[Selected excerpt]
Laxatives can help relieve and prevent constipation. But not all laxatives are safe for long-term use. Overuse of certain laxatives can lead to dependency and decreased bowel function.

By Mayo Clinic Staff

If you've experienced the discomfort of constipation, you may have tried over-the-counter laxatives. A number of factors — including a poor diet, physical inactivity, pregnancy, illness, travel and some medications — can disrupt normal bowel function and cause constipation. However, laxatives may not be the solution.

How often you have a bowel movement varies, but people normally have as many as three bowel movements a day to as few as three a week. You may be constipated if you have fewer bowel movements than are normal for you. In addition, constipation may involve stools that are difficult to pass because they're hard, dry or small.

However, before turning to laxatives, try these lifestyle changes to help with constipation:

  • Eat fiber-rich foods, such as wheat bran, fresh fruits and vegetables, and oats.
  • Drink plenty of fluids daily.
  • Exercise regularly.

Lifestyle improvements relieve constipation for many people, but if problems continue despite these changes, your next choice may be a mild laxative.

Laxatives work in different ways, and the effectiveness of each laxative type varies from person to person. In general, bulk-forming laxatives, also referred to as fiber supplements, are the gentlest on your body and safest to use long term. Metamucil and Citrucel fall into this category.

Stimulant laxatives, such as Dulcolax and Senokot, are the harshest and should be used only occasionally.

Here are some examples of types of laxatives. Even though many laxatives are available over-the-counter, it's best to talk to your doctor about laxative use and which kind may be best for you.
[/Selected excerpt]
Tasks and exercises:
**a)** In the laxatives article, reproduce verbatim everything from "However, before turning" down to "of fluids daily.".
**b)** Condense the paragraph of the laxatives article that begins "How often you have a bowel movement varies" into a short bulleted list that keeps its main facts.
[Exercise data]
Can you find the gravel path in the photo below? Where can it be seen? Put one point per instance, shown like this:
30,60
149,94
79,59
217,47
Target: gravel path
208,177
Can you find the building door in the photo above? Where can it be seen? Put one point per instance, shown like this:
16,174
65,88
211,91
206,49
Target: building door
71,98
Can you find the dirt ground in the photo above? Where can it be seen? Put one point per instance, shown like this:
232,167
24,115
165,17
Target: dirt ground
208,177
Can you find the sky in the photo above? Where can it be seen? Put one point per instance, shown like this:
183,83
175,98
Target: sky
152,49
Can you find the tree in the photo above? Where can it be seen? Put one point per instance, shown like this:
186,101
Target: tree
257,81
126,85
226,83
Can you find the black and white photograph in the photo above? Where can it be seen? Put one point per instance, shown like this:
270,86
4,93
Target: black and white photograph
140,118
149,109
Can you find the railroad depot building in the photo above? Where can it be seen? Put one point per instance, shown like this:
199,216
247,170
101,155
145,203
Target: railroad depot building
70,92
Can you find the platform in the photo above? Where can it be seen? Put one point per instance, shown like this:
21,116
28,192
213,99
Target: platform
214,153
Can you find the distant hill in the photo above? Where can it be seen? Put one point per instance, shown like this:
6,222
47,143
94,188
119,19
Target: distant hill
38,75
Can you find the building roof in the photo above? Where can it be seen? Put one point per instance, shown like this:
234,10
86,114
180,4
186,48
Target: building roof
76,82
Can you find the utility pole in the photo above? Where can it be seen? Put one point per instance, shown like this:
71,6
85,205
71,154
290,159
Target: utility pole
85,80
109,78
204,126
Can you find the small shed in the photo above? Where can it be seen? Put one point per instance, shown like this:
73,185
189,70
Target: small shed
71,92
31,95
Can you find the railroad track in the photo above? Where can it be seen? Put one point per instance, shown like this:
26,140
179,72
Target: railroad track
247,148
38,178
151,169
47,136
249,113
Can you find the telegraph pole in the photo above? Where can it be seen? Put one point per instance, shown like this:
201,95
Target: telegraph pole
[/Exercise data]
Solved tasks:
**a)**
However, before turning to laxatives, try these lifestyle changes to help with constipation:

  • Eat fiber-rich foods, such as wheat bran, fresh fruits and vegetables, and oats.
  • Drink plenty of fluids daily.

**b)**
- Bowel movement frequency varies, normally from as many as three a day to as few as three a week.
- Having fewer bowel movements than is normal for you may mean you are constipated.
- Constipation may also involve stools that are hard, dry or small and difficult to pass.